Task statement -
Please convert everything in the listing below, from the line containing "One point belongs to every instance of the rear" down to the line containing "Target: rear door window", both included, into a Markdown table with the columns Row and Line, leaving out blank lines.

Data provided -
----

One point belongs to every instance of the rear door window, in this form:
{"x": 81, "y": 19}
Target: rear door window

----

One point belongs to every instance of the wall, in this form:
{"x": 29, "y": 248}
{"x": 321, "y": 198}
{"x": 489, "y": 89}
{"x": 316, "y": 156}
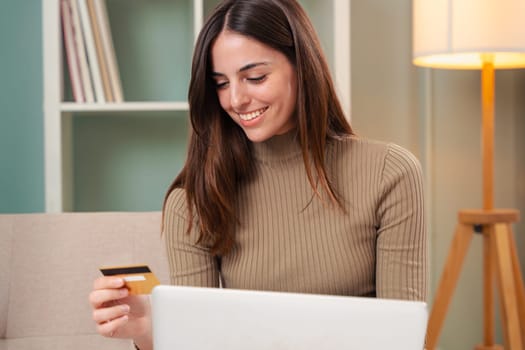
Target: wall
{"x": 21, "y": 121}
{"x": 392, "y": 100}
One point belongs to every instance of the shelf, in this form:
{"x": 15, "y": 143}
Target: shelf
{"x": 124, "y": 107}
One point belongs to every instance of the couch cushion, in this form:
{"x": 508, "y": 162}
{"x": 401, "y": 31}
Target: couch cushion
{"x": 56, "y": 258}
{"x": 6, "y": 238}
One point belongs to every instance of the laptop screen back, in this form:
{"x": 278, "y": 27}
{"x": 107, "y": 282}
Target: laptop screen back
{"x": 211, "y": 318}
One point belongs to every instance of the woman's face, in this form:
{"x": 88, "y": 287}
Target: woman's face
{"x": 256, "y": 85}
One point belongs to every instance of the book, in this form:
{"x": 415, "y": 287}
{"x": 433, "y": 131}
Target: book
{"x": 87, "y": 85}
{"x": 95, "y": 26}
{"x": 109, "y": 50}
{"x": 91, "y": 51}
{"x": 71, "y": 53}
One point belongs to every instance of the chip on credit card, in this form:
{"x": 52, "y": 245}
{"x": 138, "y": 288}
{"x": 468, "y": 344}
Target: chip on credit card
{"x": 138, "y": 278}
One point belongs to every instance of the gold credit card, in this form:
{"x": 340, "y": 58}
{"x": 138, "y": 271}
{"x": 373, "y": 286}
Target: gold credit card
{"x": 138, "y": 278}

----

Completed exercise -
| Row | Line |
|---|---|
| 1 | One point belongs to every instance of the rear door window, in this form: |
| 2 | {"x": 81, "y": 19} |
| 3 | Target: rear door window |